begin

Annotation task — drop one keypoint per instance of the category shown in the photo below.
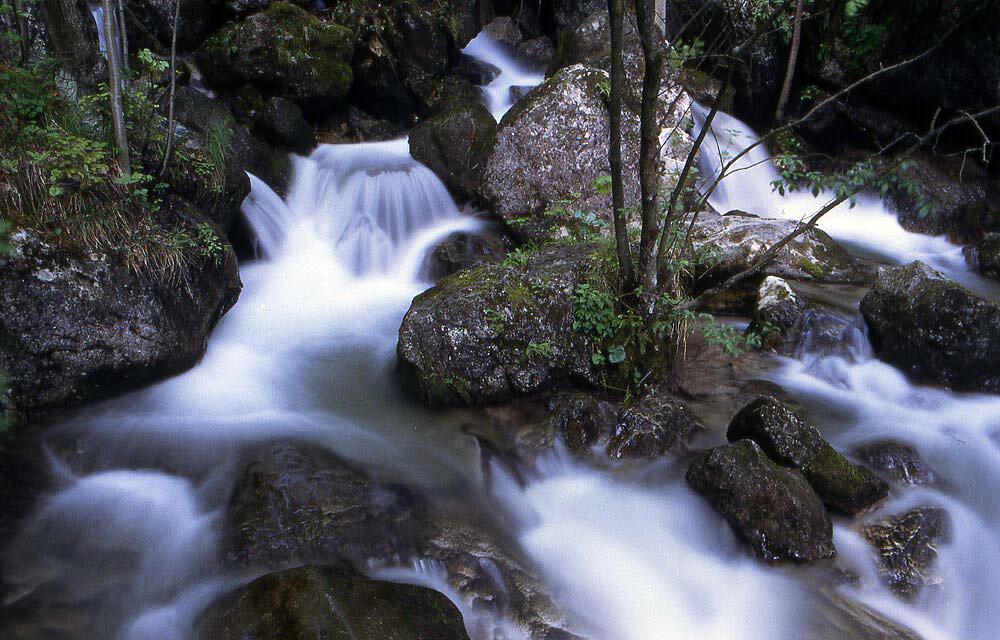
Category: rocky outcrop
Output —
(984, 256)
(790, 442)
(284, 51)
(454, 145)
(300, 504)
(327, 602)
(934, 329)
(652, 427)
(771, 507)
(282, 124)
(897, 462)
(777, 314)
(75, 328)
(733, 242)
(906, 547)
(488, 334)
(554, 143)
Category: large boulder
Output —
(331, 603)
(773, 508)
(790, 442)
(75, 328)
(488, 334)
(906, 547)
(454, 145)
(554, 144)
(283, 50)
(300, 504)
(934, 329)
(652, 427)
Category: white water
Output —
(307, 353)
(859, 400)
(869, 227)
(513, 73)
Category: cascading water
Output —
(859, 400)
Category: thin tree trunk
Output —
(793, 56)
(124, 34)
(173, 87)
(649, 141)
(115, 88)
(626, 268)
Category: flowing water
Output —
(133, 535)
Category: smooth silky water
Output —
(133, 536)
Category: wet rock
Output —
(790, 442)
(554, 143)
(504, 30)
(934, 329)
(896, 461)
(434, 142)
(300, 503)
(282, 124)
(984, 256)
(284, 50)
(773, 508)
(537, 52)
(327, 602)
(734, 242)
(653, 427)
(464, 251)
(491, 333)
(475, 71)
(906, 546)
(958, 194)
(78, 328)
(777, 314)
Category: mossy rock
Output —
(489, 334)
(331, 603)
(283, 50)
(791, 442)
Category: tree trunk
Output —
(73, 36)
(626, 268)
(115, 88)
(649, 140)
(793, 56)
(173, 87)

end
begin

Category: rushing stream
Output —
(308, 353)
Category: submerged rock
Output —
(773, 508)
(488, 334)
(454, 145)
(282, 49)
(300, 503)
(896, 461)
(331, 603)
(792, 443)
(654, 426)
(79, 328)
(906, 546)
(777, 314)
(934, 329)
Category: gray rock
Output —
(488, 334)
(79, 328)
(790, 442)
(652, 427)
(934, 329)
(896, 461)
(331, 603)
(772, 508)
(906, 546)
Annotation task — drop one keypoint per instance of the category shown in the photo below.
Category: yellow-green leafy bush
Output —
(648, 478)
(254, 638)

end

Exercise goal ->
Please collect every line of the records above that contains the string "water", with case counting.

Output for this task ->
Category: white water
Category: cascading water
Category: flowing water
Category: smooth silky water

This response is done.